** Opening Excerpted records block **

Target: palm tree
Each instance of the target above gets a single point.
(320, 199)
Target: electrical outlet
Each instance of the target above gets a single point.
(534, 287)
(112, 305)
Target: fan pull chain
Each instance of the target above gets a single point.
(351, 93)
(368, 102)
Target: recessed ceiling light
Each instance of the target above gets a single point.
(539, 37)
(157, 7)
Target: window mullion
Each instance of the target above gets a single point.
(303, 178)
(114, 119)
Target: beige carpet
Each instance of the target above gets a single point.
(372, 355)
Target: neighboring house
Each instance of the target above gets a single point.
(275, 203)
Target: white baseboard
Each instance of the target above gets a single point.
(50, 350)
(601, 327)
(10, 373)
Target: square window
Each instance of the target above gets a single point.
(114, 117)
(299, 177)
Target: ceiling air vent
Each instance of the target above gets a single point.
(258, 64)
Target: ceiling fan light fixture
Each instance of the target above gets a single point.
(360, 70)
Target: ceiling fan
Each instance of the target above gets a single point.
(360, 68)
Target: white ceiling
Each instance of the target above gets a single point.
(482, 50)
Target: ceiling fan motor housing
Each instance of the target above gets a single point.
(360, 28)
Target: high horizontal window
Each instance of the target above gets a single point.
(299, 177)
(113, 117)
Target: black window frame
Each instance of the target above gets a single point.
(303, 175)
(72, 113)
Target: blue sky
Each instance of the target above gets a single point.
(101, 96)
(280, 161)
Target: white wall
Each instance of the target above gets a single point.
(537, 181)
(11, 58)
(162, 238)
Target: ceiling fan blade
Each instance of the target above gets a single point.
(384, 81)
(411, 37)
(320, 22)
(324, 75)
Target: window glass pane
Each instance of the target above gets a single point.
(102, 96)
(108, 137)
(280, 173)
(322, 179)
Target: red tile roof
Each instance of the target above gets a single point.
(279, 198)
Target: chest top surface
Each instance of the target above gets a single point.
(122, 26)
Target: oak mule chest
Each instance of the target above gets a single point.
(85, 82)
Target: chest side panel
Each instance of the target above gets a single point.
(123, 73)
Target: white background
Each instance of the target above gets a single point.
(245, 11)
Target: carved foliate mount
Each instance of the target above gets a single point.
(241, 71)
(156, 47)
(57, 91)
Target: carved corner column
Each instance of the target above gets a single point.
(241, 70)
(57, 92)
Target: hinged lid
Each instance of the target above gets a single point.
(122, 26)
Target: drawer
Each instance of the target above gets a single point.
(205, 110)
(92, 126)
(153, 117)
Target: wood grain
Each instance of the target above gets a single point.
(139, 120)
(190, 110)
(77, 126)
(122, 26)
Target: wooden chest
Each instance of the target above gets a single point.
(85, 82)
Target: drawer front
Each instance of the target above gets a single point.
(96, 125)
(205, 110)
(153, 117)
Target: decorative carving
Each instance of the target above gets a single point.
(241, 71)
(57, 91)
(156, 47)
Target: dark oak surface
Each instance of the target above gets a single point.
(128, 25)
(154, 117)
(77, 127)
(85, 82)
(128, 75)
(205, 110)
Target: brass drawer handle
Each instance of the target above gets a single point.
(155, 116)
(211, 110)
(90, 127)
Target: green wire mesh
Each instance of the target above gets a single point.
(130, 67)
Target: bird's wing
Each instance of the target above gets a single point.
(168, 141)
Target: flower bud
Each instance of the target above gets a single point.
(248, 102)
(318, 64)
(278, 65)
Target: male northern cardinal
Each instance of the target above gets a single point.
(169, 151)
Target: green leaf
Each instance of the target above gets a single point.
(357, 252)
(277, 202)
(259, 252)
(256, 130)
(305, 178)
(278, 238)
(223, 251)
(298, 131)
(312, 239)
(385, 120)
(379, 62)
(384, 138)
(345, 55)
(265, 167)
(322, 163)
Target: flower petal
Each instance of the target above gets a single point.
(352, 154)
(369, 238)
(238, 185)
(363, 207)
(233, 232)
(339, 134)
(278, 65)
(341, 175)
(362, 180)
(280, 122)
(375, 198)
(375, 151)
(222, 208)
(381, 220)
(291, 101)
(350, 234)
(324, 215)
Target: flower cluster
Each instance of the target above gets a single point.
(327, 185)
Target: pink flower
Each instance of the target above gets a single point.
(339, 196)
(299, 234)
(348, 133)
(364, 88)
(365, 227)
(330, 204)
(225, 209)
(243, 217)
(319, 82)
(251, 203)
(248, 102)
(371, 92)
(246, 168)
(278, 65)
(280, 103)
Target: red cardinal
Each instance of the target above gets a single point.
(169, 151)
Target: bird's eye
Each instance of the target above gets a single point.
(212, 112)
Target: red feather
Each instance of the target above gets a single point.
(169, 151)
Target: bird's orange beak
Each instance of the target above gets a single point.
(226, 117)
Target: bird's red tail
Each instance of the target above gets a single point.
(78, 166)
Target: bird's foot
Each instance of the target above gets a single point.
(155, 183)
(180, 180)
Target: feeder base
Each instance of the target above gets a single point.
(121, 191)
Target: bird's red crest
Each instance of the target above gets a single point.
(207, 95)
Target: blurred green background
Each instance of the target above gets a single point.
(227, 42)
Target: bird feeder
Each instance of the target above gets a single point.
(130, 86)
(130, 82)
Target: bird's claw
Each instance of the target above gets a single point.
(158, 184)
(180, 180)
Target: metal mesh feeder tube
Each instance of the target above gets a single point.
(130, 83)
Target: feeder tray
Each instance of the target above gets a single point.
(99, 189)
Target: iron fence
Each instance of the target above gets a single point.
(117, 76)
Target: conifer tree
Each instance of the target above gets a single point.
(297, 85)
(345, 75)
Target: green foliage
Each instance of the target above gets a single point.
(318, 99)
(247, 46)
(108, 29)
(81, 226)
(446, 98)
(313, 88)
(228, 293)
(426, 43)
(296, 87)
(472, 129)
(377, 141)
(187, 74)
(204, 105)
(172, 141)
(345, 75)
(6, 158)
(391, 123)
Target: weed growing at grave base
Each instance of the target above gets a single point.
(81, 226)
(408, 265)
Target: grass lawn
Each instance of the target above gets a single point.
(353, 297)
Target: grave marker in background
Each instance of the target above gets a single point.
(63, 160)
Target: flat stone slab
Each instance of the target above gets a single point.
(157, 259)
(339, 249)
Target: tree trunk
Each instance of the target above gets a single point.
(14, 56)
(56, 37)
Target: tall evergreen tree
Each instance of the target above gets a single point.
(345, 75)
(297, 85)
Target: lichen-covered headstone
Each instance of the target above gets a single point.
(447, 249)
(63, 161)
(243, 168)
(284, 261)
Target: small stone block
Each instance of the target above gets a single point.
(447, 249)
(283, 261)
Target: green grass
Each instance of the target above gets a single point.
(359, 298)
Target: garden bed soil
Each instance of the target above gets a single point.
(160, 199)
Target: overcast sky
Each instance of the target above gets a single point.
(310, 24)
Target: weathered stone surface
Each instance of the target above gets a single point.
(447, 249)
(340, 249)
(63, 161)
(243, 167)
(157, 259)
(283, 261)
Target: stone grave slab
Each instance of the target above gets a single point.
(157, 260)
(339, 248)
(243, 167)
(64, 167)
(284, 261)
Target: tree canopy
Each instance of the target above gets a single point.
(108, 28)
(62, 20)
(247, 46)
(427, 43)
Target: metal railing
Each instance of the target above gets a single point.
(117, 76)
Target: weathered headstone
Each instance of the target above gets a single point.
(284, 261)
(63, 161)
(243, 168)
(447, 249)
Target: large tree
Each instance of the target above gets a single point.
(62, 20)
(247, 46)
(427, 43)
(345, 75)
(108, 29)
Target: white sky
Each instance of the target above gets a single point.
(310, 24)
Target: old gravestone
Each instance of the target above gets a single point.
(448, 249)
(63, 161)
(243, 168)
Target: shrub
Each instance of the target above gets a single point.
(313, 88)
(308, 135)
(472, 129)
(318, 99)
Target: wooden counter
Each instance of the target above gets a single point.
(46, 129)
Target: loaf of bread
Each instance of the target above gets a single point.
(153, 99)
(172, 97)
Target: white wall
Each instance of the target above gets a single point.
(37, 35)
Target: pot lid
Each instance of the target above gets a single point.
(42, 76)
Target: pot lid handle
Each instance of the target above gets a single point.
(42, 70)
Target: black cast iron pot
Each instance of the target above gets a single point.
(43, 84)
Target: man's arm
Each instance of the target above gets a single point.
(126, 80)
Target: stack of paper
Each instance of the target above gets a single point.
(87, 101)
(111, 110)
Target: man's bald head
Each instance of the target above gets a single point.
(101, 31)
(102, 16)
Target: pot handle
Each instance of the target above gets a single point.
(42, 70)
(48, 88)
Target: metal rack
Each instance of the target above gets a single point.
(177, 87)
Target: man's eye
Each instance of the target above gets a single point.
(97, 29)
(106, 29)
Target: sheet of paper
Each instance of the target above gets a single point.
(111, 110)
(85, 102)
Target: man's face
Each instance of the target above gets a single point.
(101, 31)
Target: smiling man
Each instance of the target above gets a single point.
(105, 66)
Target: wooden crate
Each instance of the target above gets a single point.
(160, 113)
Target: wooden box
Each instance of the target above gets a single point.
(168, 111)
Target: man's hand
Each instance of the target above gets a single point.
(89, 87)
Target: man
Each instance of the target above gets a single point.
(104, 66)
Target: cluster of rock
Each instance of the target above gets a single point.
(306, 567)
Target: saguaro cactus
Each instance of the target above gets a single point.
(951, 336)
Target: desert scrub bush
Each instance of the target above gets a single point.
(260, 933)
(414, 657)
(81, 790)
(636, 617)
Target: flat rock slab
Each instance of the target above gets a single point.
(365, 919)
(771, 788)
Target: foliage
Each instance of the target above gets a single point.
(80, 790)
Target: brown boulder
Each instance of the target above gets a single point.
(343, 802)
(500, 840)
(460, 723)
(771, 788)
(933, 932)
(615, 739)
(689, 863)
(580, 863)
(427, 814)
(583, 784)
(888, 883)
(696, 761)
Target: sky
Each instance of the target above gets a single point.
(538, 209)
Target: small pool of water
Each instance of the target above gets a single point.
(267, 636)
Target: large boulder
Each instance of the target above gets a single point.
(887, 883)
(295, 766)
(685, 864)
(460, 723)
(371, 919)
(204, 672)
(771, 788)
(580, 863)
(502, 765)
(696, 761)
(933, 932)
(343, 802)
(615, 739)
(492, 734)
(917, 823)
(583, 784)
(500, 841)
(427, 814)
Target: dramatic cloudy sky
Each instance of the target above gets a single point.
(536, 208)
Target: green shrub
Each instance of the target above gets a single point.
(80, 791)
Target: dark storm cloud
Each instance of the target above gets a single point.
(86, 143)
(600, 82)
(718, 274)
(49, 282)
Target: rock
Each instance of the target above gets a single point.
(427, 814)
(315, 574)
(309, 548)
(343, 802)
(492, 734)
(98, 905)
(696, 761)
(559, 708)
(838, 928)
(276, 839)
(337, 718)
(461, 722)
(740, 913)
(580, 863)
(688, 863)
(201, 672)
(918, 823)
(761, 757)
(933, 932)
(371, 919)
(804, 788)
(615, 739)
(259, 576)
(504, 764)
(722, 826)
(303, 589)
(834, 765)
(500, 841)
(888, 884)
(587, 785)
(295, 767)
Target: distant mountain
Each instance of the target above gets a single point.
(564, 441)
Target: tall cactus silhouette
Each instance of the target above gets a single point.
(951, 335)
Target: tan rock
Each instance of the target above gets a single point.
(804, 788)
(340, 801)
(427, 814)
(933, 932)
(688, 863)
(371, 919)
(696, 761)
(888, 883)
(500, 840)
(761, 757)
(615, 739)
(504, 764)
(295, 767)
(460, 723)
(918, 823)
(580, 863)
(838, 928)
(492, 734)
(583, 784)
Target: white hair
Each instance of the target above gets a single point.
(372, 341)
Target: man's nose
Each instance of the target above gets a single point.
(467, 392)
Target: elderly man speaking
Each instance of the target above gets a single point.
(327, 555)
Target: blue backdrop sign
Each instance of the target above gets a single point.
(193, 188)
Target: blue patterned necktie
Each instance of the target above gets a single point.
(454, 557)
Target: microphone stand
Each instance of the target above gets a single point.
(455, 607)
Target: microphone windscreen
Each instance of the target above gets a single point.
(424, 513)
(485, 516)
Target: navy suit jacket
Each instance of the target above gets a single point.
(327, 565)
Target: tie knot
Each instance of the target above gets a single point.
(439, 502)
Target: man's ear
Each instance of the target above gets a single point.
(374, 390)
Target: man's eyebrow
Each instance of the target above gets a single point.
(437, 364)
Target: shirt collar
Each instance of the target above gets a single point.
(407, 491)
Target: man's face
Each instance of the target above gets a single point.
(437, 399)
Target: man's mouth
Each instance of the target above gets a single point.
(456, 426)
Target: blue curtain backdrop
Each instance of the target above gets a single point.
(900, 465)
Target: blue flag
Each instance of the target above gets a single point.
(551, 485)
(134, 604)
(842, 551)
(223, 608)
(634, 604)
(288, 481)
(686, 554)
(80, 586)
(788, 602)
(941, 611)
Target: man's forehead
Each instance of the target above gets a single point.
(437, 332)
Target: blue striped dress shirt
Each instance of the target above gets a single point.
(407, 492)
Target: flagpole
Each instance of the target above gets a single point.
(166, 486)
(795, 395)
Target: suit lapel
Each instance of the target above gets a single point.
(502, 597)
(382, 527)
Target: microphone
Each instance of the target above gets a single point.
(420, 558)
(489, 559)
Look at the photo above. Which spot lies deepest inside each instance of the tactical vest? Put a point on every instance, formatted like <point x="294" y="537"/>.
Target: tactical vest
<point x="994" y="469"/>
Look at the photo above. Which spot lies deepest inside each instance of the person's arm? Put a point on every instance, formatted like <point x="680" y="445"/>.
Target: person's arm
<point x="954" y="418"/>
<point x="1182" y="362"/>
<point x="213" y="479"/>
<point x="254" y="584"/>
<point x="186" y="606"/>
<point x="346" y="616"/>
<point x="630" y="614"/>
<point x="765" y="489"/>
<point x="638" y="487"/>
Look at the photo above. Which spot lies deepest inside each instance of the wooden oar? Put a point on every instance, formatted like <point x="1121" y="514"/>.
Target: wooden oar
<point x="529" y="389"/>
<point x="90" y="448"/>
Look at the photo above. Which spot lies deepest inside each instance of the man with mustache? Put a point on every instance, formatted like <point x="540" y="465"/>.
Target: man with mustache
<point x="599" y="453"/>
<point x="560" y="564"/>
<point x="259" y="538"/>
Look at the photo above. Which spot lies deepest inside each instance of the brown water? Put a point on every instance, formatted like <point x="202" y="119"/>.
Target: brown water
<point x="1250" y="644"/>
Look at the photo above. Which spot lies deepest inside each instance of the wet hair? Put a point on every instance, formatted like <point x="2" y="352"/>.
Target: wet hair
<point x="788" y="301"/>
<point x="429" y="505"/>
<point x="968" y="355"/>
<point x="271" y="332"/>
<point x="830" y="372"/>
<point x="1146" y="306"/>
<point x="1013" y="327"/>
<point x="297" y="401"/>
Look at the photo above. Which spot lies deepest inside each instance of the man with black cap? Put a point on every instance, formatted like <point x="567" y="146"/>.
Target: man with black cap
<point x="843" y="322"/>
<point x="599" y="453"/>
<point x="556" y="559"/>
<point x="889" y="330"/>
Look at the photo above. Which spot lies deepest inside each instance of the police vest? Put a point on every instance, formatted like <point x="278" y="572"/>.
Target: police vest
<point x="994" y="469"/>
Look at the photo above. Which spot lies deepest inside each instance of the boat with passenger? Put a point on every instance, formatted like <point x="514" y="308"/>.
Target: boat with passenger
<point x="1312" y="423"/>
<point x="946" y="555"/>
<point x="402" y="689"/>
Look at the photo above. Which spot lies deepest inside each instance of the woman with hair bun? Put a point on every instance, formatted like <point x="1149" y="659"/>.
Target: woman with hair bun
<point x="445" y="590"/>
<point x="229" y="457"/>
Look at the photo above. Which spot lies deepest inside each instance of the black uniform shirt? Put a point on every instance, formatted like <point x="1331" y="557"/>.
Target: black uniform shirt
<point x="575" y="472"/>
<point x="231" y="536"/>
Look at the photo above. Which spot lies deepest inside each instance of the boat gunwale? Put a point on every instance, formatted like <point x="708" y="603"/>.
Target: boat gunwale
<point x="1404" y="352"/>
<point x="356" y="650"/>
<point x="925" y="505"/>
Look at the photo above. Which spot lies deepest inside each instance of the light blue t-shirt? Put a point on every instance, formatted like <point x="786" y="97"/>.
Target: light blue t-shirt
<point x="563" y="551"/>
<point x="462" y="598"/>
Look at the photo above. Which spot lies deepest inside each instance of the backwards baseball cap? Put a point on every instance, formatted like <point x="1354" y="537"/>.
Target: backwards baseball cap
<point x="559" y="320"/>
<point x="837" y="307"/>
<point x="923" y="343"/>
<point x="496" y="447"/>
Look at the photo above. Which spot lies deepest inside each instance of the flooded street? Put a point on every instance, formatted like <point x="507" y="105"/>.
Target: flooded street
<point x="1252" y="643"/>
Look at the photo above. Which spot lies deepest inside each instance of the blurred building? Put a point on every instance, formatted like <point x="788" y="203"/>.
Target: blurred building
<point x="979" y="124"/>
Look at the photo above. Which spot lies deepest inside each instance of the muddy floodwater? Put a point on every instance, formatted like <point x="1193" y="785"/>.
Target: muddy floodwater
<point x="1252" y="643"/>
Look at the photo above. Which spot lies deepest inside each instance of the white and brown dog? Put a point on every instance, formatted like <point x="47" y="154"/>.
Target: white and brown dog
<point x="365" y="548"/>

** Closing Excerpted records block **

* Task item
Print the lines above, unchanged, from the start of the records to the line with "Target: oak mule chest", including that final line.

* Task output
Target: palm tree
Each instance of the target above gets a single point.
(320, 199)
Target: electrical outlet
Each instance of the target above gets a single point.
(534, 287)
(112, 305)
Target: fan pull chain
Each instance of the target above gets a single point.
(351, 93)
(368, 102)
Target: recessed ceiling light
Each instance of the target above gets a single point.
(539, 37)
(157, 7)
Target: window mullion
Each instance of the target above gets a single point.
(303, 178)
(114, 119)
Target: beige carpet
Each instance of the target above gets a single point.
(372, 355)
Target: neighboring house
Each instance of the target above gets a single point.
(275, 203)
Target: white baseboard
Each instance of the target above gets a single point.
(50, 350)
(601, 327)
(10, 373)
Target: square window
Each instance of the target above gets a single point.
(114, 117)
(299, 177)
Target: ceiling air vent
Each instance of the target above gets a single point.
(258, 64)
Target: ceiling fan light fixture
Each instance of the target above gets a single point.
(360, 70)
Target: ceiling fan
Each instance of the target above gets a single point.
(360, 68)
Target: white ceiling
Each instance of the target above gets a single point.
(482, 50)
Target: ceiling fan motor housing
Each instance of the target above gets a single point.
(360, 28)
Target: high horizontal window
Each instance of the target above gets a single point.
(299, 177)
(113, 117)
Target: black window frame
Each instance of the target above gets a single point.
(303, 175)
(72, 113)
Target: blue sky
Each instance of the target above gets a single point.
(101, 96)
(280, 161)
Target: white wall
Each instance of the target above gets a single point.
(537, 181)
(11, 58)
(162, 238)
Target: ceiling fan blade
Each instance of the target above gets a single point.
(384, 81)
(411, 37)
(320, 22)
(324, 75)
Target: window glass pane
Each instance of the target above gets a single point.
(102, 96)
(108, 137)
(280, 173)
(322, 179)
Target: red tile roof
Each instance of the target above gets a single point.
(279, 198)
Target: chest top surface
Each instance of the target above gets a single point.
(122, 26)
Target: oak mule chest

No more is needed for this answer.